Exercise brief >> Take the material below and write it all out again exactly.

Task inputs >>
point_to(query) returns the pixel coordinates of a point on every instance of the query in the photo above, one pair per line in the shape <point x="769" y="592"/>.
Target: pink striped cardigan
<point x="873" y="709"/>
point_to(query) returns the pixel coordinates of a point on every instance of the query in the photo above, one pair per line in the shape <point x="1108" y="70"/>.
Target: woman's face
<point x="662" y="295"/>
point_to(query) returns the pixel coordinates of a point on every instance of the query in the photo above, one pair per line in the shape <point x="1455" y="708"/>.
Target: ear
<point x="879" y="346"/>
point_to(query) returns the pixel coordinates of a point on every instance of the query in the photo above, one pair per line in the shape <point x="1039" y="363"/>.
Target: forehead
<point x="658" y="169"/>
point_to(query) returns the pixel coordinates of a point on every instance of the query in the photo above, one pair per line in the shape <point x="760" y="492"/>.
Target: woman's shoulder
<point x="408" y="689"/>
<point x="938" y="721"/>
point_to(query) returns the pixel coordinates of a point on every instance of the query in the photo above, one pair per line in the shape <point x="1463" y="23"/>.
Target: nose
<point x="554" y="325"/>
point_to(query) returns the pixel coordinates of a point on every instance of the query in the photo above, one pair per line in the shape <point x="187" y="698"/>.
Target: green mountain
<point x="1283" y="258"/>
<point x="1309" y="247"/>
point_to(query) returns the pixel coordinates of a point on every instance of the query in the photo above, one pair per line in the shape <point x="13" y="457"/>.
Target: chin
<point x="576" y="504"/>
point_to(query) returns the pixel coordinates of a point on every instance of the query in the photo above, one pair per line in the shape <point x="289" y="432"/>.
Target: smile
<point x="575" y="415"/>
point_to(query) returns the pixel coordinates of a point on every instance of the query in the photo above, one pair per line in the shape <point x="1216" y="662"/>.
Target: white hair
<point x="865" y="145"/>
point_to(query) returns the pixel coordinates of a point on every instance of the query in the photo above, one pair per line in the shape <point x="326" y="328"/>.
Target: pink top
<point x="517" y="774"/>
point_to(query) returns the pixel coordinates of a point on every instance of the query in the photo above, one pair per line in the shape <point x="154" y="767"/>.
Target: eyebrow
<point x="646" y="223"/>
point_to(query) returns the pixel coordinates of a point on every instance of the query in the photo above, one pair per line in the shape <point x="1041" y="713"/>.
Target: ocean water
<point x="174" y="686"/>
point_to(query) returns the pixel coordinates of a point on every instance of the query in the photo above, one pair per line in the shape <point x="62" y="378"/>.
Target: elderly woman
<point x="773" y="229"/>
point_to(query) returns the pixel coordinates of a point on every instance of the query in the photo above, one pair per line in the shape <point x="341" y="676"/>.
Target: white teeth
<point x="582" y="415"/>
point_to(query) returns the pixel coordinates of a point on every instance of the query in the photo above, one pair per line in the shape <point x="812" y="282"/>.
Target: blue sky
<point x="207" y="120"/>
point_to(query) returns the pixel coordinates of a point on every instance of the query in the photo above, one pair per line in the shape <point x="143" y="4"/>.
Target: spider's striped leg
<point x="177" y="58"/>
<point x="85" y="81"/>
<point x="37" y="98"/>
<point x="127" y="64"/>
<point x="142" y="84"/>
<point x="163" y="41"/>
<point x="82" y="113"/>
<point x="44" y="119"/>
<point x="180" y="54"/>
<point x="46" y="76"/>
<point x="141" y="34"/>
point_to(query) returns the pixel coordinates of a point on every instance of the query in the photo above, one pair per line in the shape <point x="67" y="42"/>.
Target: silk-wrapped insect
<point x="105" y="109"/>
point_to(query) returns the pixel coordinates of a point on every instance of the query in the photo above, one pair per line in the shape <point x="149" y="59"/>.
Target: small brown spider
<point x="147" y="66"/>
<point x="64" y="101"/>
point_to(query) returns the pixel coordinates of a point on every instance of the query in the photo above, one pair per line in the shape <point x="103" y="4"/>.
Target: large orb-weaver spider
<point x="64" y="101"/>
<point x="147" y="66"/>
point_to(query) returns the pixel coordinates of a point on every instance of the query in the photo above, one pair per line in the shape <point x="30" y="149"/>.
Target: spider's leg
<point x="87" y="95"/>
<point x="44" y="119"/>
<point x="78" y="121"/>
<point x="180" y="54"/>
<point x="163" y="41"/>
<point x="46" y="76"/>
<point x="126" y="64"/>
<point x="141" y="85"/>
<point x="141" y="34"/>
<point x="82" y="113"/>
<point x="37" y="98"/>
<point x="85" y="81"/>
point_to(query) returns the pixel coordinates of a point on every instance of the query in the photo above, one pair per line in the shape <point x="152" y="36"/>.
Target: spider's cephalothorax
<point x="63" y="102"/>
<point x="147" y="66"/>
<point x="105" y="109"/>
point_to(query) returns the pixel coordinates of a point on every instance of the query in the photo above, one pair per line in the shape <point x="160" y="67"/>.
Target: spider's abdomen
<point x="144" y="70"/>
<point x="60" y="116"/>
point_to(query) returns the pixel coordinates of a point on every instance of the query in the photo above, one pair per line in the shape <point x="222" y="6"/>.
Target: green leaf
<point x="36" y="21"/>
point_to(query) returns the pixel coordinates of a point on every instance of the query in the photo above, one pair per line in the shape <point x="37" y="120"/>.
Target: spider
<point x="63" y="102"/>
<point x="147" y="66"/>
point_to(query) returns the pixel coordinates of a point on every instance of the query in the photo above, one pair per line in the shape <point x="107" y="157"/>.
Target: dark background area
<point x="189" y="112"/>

Task response >>
point_to(query) returns the pixel coordinates of a point on every instance of the query in the photo above, one pair per line in the shape <point x="769" y="592"/>.
Target: pink striped cardigan
<point x="873" y="709"/>
point_to(query) returns the pixel coordinates of a point on every instance of the query in the photo above, one pair per line in the shape <point x="1108" y="70"/>.
Target: woman's face
<point x="662" y="295"/>
point_to(query) returns the pixel coordinates of a point on every instance of the query in the photo above, one pair per line in the shape <point x="1455" y="708"/>.
Target: ear
<point x="879" y="346"/>
point_to(query) returns the pixel coordinates of a point on every instance of the query in the photo above, one pair per line in the shape <point x="1039" y="363"/>.
Target: forehead
<point x="658" y="169"/>
point_to(query) returns the pixel coordinates of a point on every instance of the query in the photo above, one pair per line in the shape <point x="760" y="492"/>.
Target: woman's shoulder
<point x="408" y="689"/>
<point x="938" y="721"/>
point_to(query) returns the pixel coordinates of a point on every instance of the query in the photo above, one pair per line in the shape <point x="1463" y="23"/>.
Target: nose
<point x="554" y="325"/>
point_to(query) returns the pixel coordinates of a point on every instance of the query in the photo above, one pair per line in the shape <point x="187" y="698"/>.
Target: green mountain
<point x="1283" y="258"/>
<point x="1309" y="247"/>
point_to(query) returns the pixel coordinates of a point on every instance of the query in the photo above, one pair per line in the shape <point x="13" y="457"/>.
Target: chin
<point x="576" y="504"/>
point_to(query) returns the pixel coordinates of a point on every instance of the query in the photo above, one pair per line in the shape <point x="289" y="432"/>.
Target: smile
<point x="575" y="415"/>
point_to(query) returns the pixel coordinates of a point on every instance of the query in the photo above, one pair per line in the shape <point x="1216" y="662"/>.
Target: white hair
<point x="865" y="145"/>
point_to(query) returns the pixel coordinates of a point on every instance of the query in the photo above, one pair per line in the shape <point x="326" y="328"/>.
Target: pink top
<point x="517" y="774"/>
point_to(query) returns the pixel coordinates of a point on every instance of the query in the photo above, one pair per line in the shape <point x="154" y="767"/>.
Target: eyebrow
<point x="646" y="223"/>
point_to(query) returns the pixel coordinates of a point on every instance of the query in the photo above, one pair per line in the shape <point x="1041" y="713"/>.
Target: ocean water
<point x="174" y="686"/>
point_to(query) returns the pixel coordinates of a point on every instance of the query in the photo above, one pair per line in the shape <point x="62" y="378"/>.
Target: elderly woman
<point x="773" y="229"/>
point_to(query) returns the pixel coordinates of a point on every instance of the query in the photo above, one pair per line in the shape <point x="341" y="676"/>.
Target: white teeth
<point x="582" y="415"/>
point_to(query) returns the pixel coordinates of a point on every instance of the query in the photo above, one pair per line in the shape <point x="812" y="282"/>.
Target: blue sky
<point x="207" y="120"/>
point_to(query) returns the pixel coordinates of a point on every instance of the query in the photo above, one pair per line in the shape <point x="143" y="4"/>.
Target: spider's striped leg
<point x="177" y="58"/>
<point x="85" y="81"/>
<point x="37" y="98"/>
<point x="127" y="64"/>
<point x="142" y="84"/>
<point x="163" y="41"/>
<point x="82" y="113"/>
<point x="44" y="119"/>
<point x="180" y="54"/>
<point x="46" y="76"/>
<point x="141" y="34"/>
point_to(query) returns the pixel coordinates of a point on every instance of the query in the photo above, one pair per line in the shape <point x="67" y="42"/>.
Target: silk-wrapped insect
<point x="105" y="109"/>
point_to(query) returns the pixel coordinates of a point on every instance of the query in the photo above, one pair per line in the shape <point x="149" y="59"/>.
Target: small brown spider
<point x="147" y="66"/>
<point x="64" y="101"/>
point_to(query) returns the pixel coordinates of a point on every instance of the query in the photo above, one pair per line in the shape <point x="103" y="4"/>.
Target: large orb-weaver spider
<point x="64" y="101"/>
<point x="147" y="66"/>
point_to(query) returns the pixel coordinates of a point on every instance of the query in the photo above, one pair per line in the shape <point x="30" y="149"/>.
Target: spider's leg
<point x="87" y="95"/>
<point x="44" y="119"/>
<point x="78" y="121"/>
<point x="180" y="54"/>
<point x="163" y="41"/>
<point x="46" y="76"/>
<point x="126" y="64"/>
<point x="141" y="85"/>
<point x="141" y="34"/>
<point x="82" y="113"/>
<point x="37" y="98"/>
<point x="85" y="81"/>
point_to(query) returns the pixel coordinates of a point on every instance of the query in the photo above, one pair per line in the shape <point x="152" y="36"/>.
Target: spider's cephalothorax
<point x="63" y="102"/>
<point x="147" y="66"/>
<point x="105" y="109"/>
point_to(query) returns the pixel coordinates of a point on every instance of the query in the photo above, one pair per line in the shape <point x="160" y="67"/>.
Target: spider's abdomen
<point x="144" y="70"/>
<point x="60" y="116"/>
point_to(query) returns the pixel coordinates of a point on every instance of the query in the photo above, one pair per line in the shape <point x="222" y="6"/>.
Target: green leaf
<point x="36" y="21"/>
point_to(query) returns the pixel coordinates of a point on every instance of the query in the photo above, one pair per line in the shape <point x="37" y="120"/>.
Target: spider
<point x="63" y="102"/>
<point x="147" y="66"/>
point_to(query) returns the pixel coordinates of a point on every instance of the query in the photo above, one pair per line in the shape <point x="107" y="157"/>.
Target: dark background area
<point x="189" y="112"/>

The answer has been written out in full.